Instruction:
Only the lines from the one with "Task: for every instance of the blue" onward are wanted, through the last line of the entries, set down exactly.
# START OF Extracted data
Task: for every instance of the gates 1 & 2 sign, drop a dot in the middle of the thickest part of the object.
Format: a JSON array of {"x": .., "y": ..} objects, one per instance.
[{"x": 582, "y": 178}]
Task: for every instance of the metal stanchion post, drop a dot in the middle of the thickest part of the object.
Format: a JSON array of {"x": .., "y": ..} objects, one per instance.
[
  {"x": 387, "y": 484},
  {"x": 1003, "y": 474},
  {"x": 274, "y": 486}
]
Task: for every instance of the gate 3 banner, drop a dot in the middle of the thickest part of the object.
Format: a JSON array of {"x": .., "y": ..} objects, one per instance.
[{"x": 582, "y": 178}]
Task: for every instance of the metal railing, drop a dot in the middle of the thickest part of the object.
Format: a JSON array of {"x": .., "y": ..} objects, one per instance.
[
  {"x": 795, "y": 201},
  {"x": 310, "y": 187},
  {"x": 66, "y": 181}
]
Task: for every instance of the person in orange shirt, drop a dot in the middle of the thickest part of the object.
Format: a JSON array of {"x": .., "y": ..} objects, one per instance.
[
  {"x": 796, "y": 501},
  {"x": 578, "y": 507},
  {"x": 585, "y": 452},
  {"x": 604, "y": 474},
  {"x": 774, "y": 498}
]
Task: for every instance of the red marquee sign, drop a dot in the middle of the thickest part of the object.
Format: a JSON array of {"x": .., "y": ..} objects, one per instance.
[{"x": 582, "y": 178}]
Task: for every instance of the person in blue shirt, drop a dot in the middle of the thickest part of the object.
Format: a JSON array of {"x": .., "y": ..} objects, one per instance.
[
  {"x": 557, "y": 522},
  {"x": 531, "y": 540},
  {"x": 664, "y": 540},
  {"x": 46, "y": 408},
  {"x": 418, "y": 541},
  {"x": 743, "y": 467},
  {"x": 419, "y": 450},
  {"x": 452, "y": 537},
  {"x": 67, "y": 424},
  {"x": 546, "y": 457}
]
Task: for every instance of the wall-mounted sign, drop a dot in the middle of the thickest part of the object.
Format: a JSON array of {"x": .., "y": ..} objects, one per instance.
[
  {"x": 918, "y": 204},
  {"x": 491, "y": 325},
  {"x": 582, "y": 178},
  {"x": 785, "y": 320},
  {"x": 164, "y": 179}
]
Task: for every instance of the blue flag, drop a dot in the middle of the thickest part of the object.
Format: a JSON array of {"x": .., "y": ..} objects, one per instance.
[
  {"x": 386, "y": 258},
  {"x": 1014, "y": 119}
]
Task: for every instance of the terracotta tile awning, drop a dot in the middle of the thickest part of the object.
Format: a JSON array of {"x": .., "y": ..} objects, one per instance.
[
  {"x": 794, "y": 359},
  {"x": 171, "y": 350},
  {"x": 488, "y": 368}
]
# END OF Extracted data
Solution for this problem:
Task: for every instance of the blue flag, drop a dot in the middle of the thickest part of the object.
Format: a JSON array of {"x": .., "y": ..} objects, one per instance.
[
  {"x": 386, "y": 258},
  {"x": 1014, "y": 119}
]
Task: for every instance of the terracotta tile awning, drop a dot in the middle of the thickest part of the object.
Format: a JSON array of {"x": .., "y": ..} objects, one per instance.
[
  {"x": 794, "y": 359},
  {"x": 171, "y": 350},
  {"x": 488, "y": 368}
]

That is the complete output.